>> Start ENTRIES SHOWN
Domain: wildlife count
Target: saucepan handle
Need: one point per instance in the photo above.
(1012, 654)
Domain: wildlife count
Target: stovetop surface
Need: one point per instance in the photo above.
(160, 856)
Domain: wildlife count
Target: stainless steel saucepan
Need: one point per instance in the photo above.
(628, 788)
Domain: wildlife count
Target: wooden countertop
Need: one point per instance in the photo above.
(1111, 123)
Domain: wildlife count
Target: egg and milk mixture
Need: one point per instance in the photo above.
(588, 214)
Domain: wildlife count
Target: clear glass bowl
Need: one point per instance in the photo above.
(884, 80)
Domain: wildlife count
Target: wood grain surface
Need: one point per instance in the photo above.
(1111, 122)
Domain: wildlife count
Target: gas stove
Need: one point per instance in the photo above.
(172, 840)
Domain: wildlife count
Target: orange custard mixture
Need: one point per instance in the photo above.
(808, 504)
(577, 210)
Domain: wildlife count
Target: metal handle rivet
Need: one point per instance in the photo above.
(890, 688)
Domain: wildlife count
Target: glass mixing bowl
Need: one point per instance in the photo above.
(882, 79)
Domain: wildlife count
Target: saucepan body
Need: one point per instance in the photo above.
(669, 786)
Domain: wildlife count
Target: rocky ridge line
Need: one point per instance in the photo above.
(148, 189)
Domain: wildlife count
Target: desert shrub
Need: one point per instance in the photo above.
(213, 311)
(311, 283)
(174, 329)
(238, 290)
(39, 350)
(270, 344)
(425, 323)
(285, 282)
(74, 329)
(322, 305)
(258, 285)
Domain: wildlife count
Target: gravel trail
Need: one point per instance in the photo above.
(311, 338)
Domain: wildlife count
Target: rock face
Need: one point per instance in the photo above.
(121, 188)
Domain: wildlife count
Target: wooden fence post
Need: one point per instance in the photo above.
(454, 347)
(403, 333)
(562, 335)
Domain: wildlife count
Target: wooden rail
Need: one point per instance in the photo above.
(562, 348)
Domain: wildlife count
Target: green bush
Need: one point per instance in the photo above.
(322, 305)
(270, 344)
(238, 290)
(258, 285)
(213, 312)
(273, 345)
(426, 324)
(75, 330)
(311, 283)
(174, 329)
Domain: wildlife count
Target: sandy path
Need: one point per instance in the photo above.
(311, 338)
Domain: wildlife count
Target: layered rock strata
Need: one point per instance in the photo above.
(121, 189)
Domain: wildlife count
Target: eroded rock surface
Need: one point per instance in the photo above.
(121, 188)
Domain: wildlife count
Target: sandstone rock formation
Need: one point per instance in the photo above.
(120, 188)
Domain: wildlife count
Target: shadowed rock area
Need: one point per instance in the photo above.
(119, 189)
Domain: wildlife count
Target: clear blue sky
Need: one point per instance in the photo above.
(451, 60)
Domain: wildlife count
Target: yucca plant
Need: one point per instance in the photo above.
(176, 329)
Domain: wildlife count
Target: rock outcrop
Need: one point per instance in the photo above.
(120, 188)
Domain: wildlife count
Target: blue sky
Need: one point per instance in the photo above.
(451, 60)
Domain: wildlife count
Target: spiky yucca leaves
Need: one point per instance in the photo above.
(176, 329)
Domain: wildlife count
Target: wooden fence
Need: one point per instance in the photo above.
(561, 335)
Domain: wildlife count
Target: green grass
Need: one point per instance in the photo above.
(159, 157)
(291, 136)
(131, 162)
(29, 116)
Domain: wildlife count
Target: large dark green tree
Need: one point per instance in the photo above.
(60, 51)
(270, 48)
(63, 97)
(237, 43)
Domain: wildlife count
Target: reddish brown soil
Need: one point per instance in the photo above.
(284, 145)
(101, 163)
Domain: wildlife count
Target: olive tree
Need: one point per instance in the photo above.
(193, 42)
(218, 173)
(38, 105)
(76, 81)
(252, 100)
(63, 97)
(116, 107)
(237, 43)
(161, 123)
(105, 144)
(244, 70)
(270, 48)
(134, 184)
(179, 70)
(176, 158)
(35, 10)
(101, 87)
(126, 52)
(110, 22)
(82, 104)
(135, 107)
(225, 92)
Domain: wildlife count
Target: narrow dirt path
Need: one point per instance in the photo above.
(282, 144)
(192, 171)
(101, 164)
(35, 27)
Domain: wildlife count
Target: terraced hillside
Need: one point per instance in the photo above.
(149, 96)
>> End ENTRIES SHOWN
◆ INSTRUCTION ◆
Write out every line exactly as it stands.

◆ ANSWER TO THE EXERCISE ◆
Domain: wildlife count
Target: saucepan handle
Need: one point per instance in the photo above.
(1012, 654)
Domain: wildlife count
Target: stovetop surface
Need: one point per instance in the photo above.
(160, 856)
Domain: wildlife count
Target: stainless steel saucepan
Need: one point per instance in the photo above.
(628, 788)
Domain: wildlife count
Target: wooden countertop
Need: one point per instance in the photo above.
(1111, 123)
Domain: wildlife count
Target: egg and milk mixture
Need: one point per instance in the photo above.
(588, 214)
Domain: wildlife count
Target: clear glass bowl
Need: one point per instance in the photo above.
(884, 80)
Domain: wildlife count
Target: wood grain surface
Need: one point per instance in the photo above.
(1111, 122)
Domain: wildlife count
Target: gas stove
Need: one point per instance in the photo above.
(172, 840)
Domain: wildlife count
Target: orange custard mixture
Need: one point per instance in the photo above.
(808, 504)
(577, 210)
Domain: wildlife count
Target: metal handle rivet
Need: one point per instance in the photo above.
(890, 688)
Domain: wildlife count
Target: glass mixing bowl
Need: one point per instance in the photo above.
(882, 79)
Domain: wildlife count
Target: saucepan body
Need: one point per instance in the photo above.
(669, 786)
Domain: wildlife count
Target: rocky ridge line
Need: one point per instance in the photo above.
(148, 189)
Domain: wildlife count
Target: desert shrub
Need: one point per instance in the photo above.
(213, 311)
(311, 283)
(174, 329)
(238, 290)
(39, 350)
(270, 344)
(425, 323)
(285, 282)
(74, 329)
(322, 305)
(258, 285)
Domain: wildlife count
Target: gravel trail
Need: one point per instance in the photo above.
(311, 338)
Domain: wildlife count
Target: rock face
Need: one point per instance in the photo above.
(121, 188)
Domain: wildlife count
Target: wooden fence post
Need: one point per instance in the photo above.
(454, 347)
(403, 333)
(562, 335)
Domain: wildlife count
Target: wooden rail
Need: one point per instance in the photo above.
(562, 348)
Domain: wildlife count
Target: green bush
Need: one point per instance in the photo above.
(322, 305)
(270, 344)
(238, 290)
(258, 285)
(213, 312)
(273, 345)
(426, 324)
(75, 330)
(311, 283)
(174, 329)
Domain: wildlife count
Target: sandy path
Need: one point per instance in the photo above.
(311, 338)
Domain: wildlife count
Target: layered rock strata
Need: one point per instance in the photo above.
(121, 189)
Domain: wildlife count
Target: eroded rock surface
Need: one point per instance in the photo above.
(121, 188)
Domain: wildlife count
Target: sandstone rock formation
Need: one point per instance in the photo above.
(120, 188)
Domain: wildlife count
Target: shadowed rock area
Need: one point per instance in the photo above.
(119, 189)
Domain: wildlife count
Target: clear blue sky
Need: one point per instance in the photo above.
(451, 60)
Domain: wildlife count
Target: yucca plant
Need: one point per instance in the photo above.
(176, 329)
Domain: wildlife count
Target: rock outcrop
Need: one point per instance in the photo above.
(120, 188)
Domain: wildlife count
Target: blue sky
Need: one point per instance in the photo above.
(451, 60)
Domain: wildlife count
Target: spiky yucca leaves
Need: one point per instance in the photo above.
(176, 329)
Domain: wildlife count
Target: wooden fence
Need: one point per instance in the photo above.
(561, 335)
Domain: wildlife count
Target: green grass
Need: one point per instance in the photo above.
(159, 157)
(291, 136)
(131, 162)
(29, 116)
Domain: wildlife count
Target: large dark green tree
Need: one point per instance in the photo above.
(60, 51)
(270, 48)
(63, 97)
(237, 43)
Domain: wildlife count
Target: reddish brown soil
Need: one point per instance in the photo above.
(284, 145)
(101, 163)
Domain: wildlife count
Target: olive tree
Need: one point per instance in the photo above.
(193, 42)
(218, 173)
(38, 105)
(76, 81)
(252, 100)
(63, 97)
(116, 107)
(237, 43)
(161, 123)
(105, 144)
(244, 70)
(270, 48)
(134, 184)
(179, 70)
(176, 158)
(35, 10)
(101, 87)
(126, 52)
(110, 22)
(82, 104)
(135, 107)
(225, 92)
Domain: wildlife count
Target: narrow dirt path
Need: one point per instance in the photo above.
(282, 144)
(192, 171)
(101, 164)
(35, 27)
Domain: wildlife count
Target: terraced hillside
Need: one point per instance in the photo above.
(149, 96)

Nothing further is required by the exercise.